### Source passage
************
Visual Analysis of 124 years of Olympics

By:
Avi Arora
Sonali Pednekar
Tahera Ahmed

Introduction

The modern olympic games or more commonly known as The Olympics are the leading international sporting event featuring thousands of athletes from around the world competing in a variety of competitions. With almost every nation competing for glory in numerous competitions, the Olympics can be expressed as a representation of how the society is functioning across the world and in different phases of time. With its rich history, we can delineate the changes in socio-economic and demographic factors across the 5 major continents. We will also explore the documentation on winners of the olympic games, to predict the future outcomes of the games. To address this, we propose to build data visualizations which may help sports managers in building their olympic teams. These visualizations will show the distribution of factors contributing to a person winning a medal and thus will allow managers to filter by the game and have an in-depth understanding of the past games. We also propose building some data visualizations which might help a nation’s sports administration to understand the impact of hosting on winning and also on the nation’s economic performance afterwards. This could be really helpful for the nations that are thinking about hosting the olympic games further down the road.

Data

We will be visualizing approximately 120 years of olympic history and will need to implement processing pipelines to get there. We will be using R and python scripts in order to reach our desired analytical dataset and build data visualizations. Every row in our dataset (data link) has 15 associated variables that describe the athlete (Name, ID) that participated in the Olympics in some competition (event, sport) and the result (Medal). We won’t be needing athlete names as they would be unique and thus we will perform a “group by” processing on our dataset based on our different unit of analysis (Sex, Age, Height, Weight, Country). Since our initial dataset only contains data uptil the year 2016, we will be merging the dataset to a new dataset that has 2020 olympic data (data link).

Participation across history (Figure.1)

Inspiration for the graph is linked here and here

Datasets used

World olympics data was used for most of the analysis in our graph which can be found here Apart from that, vega.datasets altair in Python has been used to pull up world data which has country codes, names and their respective polygon elements. Both of these data sets were merged for plotting a world map.
************
### Raw data
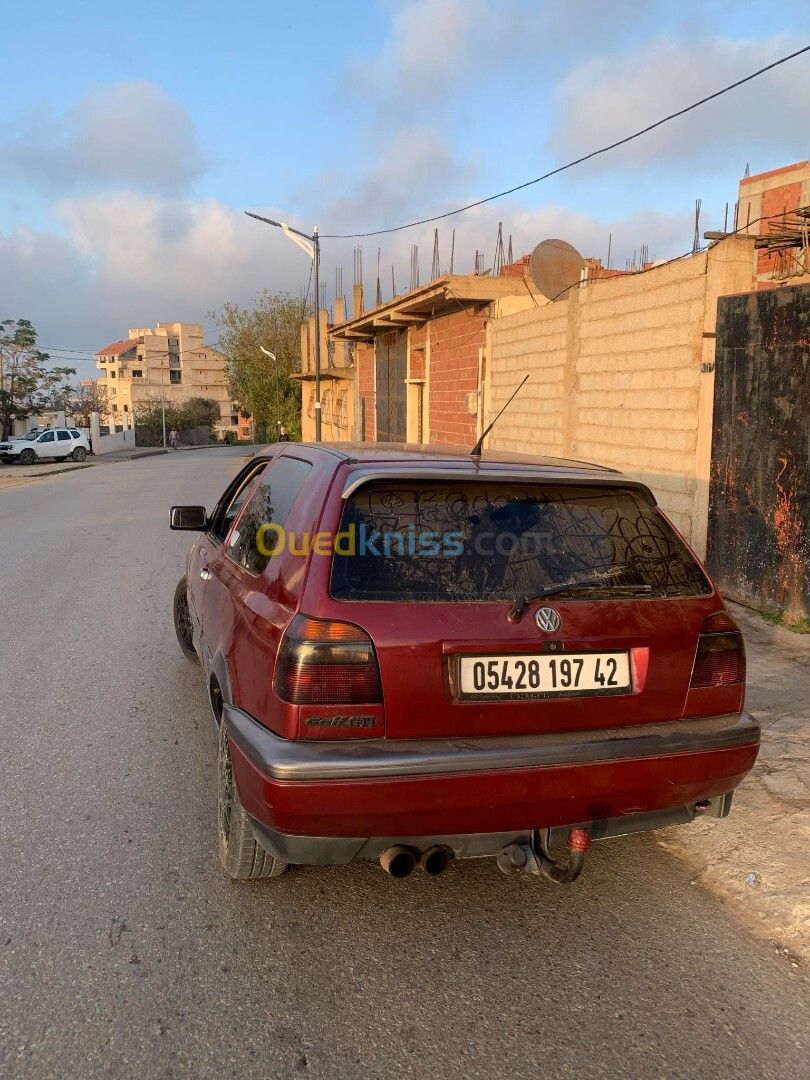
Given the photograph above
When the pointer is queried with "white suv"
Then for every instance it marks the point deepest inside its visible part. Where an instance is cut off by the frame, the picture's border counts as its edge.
(53, 443)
************
### What to work on
1. Return the passage of the Olympics analysis write-up between "World olympics data" and "a world map.", inclusive.
2. Continue the Olympics data visualization write-up, starting after its last sentence.

### Answers for the tasks
1.
World olympics data was used for most of the analysis in our graph which can be found here Apart from that, vega.datasets altair in Python has been used to pull up world data which has country codes, names and their respective polygon elements. Both of these data sets were merged for plotting a world map.

2.
Data Processing

– Country names in both data sets were not matching, resulting in a plot where some of the countries were not showing up. For this a data pipeline had to be set that fetched in the data from one of the data sets and matched them according to the other. ISO and NOC code matching was done to achieve this from an external data set that matched these codes.

– After matching countries, duplicate participants had to be removed. This was an important step as the data set was every point of event in Olympics History and thus had a lot of duplicate athlete rows in the same year.

Visualization

Design Decisions

Visual Encoding:

Two Visual graphs were linked together in this graph: 1- A chloropeth for the world was chosen to represent the total participation for each country. The countries were colored according to the count of participants. 2- A bar graph was plotted for each country, and then a year wise participation is viewed. The colors used in this plot represent the different countries in each year The linkage provided is in form of a click, the selection is made on country name as the id. If you click on either of the graphs, information such as total participation, participation by year can revealed.

Color Scale :

Color scale was chosen as redyelloworange as it shows the sequential decrease and increase in different countries.It can be also used for a lot of categories such as all the countries in the dataset (180).

Tooltip :

Hover was included using on every country to help the people that know geography that well. This was achieved by making a custom tooltip in altair interactive graphs. The tooltips provided the total participation over the world map for different countries. The tooltips on bar plots show the participating country and participation for individual years.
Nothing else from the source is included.